In two sentences, summarize the press statement below on the Philippine economy in the first quarter of 2024.

▶ [Page extract]:
• • • • • • •

As-Delivered Press Statement of NEDA Secretary Arsenio M. Balisacan

on the Philippine Economic Performance

for the First Quarter of 2024

Philippine Statistics Authority

12/F Eton Centris 5, Quezon City

09 May 2024 | 10:00 AM

 

  

Good morning, everyone!

I speak before you today with a sense of optimism and pride. Despite our challenges on both domestic and international fronts, our economy continues to demonstrate remarkable resilience and growth.

As Undersecretary Dennis Mapa reported, our gross domestic product increased by 5.7 percent in the first quarter of 2024. This performance retains the country’s position as a leading force among Asia’s emerging economies. Our first quarter GDP growth rate is about the same as Vietnam’s, surpassing other major economies such as China at 5.3 percent, Indonesia at 5.1 percent, and Malaysia at 3.9 percent, but slower than India’s projected growth rate of 6.2 percent.

From the start of the year, we have been experiencing several shocks, the major ones being the long period of the heatwave, and related to that, the El Niño, and geopolitical tensions. Our first quarter economic performance is a testament to our people’s and industries’ resilience.

Despite the damage caused by El Niño, our Agriculture sector still managed to record growth, albeit at a slower pace of 0.4 percent. The Industry sector, driven by growth in manufacturing and higher output of food, electronics, and chemical products, showed robust performance with a 5.1 percent increase. The Services sector also grew by 6.9 percent, supported by the continued recovery of tourism-related activities.

• • • • • • •

▶ [Record extracts]:
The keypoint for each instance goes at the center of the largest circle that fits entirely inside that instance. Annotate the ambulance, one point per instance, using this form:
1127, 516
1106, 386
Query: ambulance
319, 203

• • • • • • •

▶ [Task solution]: The Philippine economy grew by 5.7 percent in the first quarter of 2024, about the same as Vietnam's rate, faster than China, Indonesia, and Malaysia, but slower than India's projected growth. Despite shocks that included a long heatwave, El Niño, and geopolitical tensions, agriculture grew by 0.4 percent, industry by 5.1 percent, and services by 6.9 percent.